### Document segment:
The major turning point in the Fall's career
arrived in 1983, when Mark E. Smith met Brix Smith
(born Laura
Elise Smith) in Chicago while the Fall were on tour.
The pair married within a few months and Brix, who originally played bass, joined the
group as their second guitarist, replacing Riley;
her first record with the group was 1983's Perverted
by Language. Brix brought a more melodic pop sense to the
band, as demonstrated by 1984's The Wonderful and Frightening World of the Fall,
their first album for Beggars Banquet. Following the Call for Escape
Route EP, the Fall struck up an alliance with
ballet choreographer Michael
Clark, who eventually collaborated on a ballet called
I Am Kurious
Oranj with Mark E. Smith. The Fall wrote the music and libretto
for the ballet and performed the work several times during late
1984 and early 1985; an album of the music eventually appeared
in 1988. By 1985, the Smiths
were collaborating with each other, resulting in more structured,
melodic songs like the singles "No Bulbs" and "Cruiser's
Creek." Midway through 1985, Steve
Hanley had to take a leave of absence and classically
trained Simon Rogers
joined as the temporary bassist. Once Hanley returned, Rogers
moved over to keyboards. The new lineup with Rogers
recorded This
Nation's Saving Grace, which was released in
the fall of 1985 to terrific reviews. Rogers stayed for one more album, 1986's Bend Sinister,
yet he remained involved with the Fall for several years. Bend
Sinister was recorded with Burns'
replacement Simon
Wolstencroft and, following its release, Rogers
was replaced by keyboardist Marcia Schofield, who had previously played in
Khmer
Rouge.

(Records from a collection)
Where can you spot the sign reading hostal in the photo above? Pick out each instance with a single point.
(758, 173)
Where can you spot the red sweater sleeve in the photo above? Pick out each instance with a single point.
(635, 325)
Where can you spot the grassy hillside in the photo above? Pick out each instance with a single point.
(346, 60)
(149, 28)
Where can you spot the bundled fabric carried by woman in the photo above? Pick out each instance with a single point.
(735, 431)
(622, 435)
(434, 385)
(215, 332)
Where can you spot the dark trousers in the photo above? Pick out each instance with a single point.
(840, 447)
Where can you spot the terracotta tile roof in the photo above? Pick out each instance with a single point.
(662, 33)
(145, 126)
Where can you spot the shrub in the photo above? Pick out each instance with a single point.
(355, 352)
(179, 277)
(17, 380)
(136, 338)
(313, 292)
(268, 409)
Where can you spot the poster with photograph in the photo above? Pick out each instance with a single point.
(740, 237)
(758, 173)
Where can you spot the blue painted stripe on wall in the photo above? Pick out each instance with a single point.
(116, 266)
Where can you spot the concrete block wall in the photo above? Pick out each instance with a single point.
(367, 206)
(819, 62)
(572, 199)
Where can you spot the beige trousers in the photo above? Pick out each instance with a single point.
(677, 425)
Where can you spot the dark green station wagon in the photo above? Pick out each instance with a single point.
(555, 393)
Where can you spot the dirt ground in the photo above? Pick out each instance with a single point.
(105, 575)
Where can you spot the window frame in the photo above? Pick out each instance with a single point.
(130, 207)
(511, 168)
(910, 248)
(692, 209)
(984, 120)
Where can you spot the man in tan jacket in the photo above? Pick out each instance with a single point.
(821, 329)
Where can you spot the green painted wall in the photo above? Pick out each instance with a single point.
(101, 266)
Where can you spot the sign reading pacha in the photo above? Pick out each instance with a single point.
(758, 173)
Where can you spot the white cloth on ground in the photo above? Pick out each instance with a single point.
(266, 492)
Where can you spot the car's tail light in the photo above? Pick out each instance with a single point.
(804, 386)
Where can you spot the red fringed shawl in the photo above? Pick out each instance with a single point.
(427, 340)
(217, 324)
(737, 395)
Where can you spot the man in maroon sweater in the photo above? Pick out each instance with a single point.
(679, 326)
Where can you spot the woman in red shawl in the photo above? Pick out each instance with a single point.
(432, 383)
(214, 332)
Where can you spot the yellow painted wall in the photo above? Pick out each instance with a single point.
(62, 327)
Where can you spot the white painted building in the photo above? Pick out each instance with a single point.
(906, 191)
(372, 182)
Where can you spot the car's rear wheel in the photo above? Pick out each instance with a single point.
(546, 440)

### Activities:
**a.** Answer these questions on the account of the Fall's history:
(i) In which city did Mark E. Smith meet Brix Smith?
(ii) Who joined as the temporary bassist midway through 1985?
(iii) Which keyboardist replaced Rogers after the release of Bend Sinister?
**b.** In the account of the Fall's history, rename "Chicago" to "Detroit" and write out the part that opens with the words "The major turning" and closes with "were on tour.".
**c.** Write what comes next in the account of the Fall's history, picking up right after its final sentence.

### Responses to the tasks:
**a.**
(i) Chicago
(ii) Simon Rogers
(iii) Marcia Schofield

**b.**
The major turning point in the Fall's career
arrived in 1983, when Mark E. Smith met Brix Smith
(born Laura
Elise Smith) in Detroit while the Fall were on tour.

**c.**
In 1986, the Fall unexpectedly began to have
charting singles, as their cover of the Other Half's "Mr. Pharmacist" became
a minor hit in the fall. Over the next few years, the group
appeared in the lower reaches of the charts consistently, breaking
into the Top 40 with 1987's "Hit the North" and 1988's
cover of the Kinks'
"Victoria," which signalled how much more accessible
the band had become with the addition of Brix's arrangements. After the 1988 release of
the Simon
Rogers-produced The Frenz Experiment, Brix
divorced Smith
and she left the Fall in 1989; original guitarist Martin Bramah
replaced her. The musical result of the separation was a shift
back to the darker, more chaotic sound of their early albums,
as shown on the first post-Brix
album, 1990's Extricate. Though Extricate
was well-received, Smith decided to alter the lineup that recorded
the album. He fired both Schofield and Bramah
while the Fall was touring Australia. Featuring new keyboardist
Dave Bush,
Shift-Work
was released in 1991, followed by Code: Selfish the next year.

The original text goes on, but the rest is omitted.